*WHAT IS EXPECTED*
Rewrite all the data below line by line, requests included, and scale every coordinate in the point answers by 2.35, rounding each result to the nearest whole number with halves rounded up. Leave the requests and their format samples unchanged.

· · · · ·

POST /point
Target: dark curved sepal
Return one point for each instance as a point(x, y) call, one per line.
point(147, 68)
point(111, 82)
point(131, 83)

· · · · ·

*CORRECT RESPONSE*
POST /point
Target: dark curved sepal
Return one point for each instance as a point(x, y) call, one per line.
point(345, 160)
point(261, 193)
point(308, 195)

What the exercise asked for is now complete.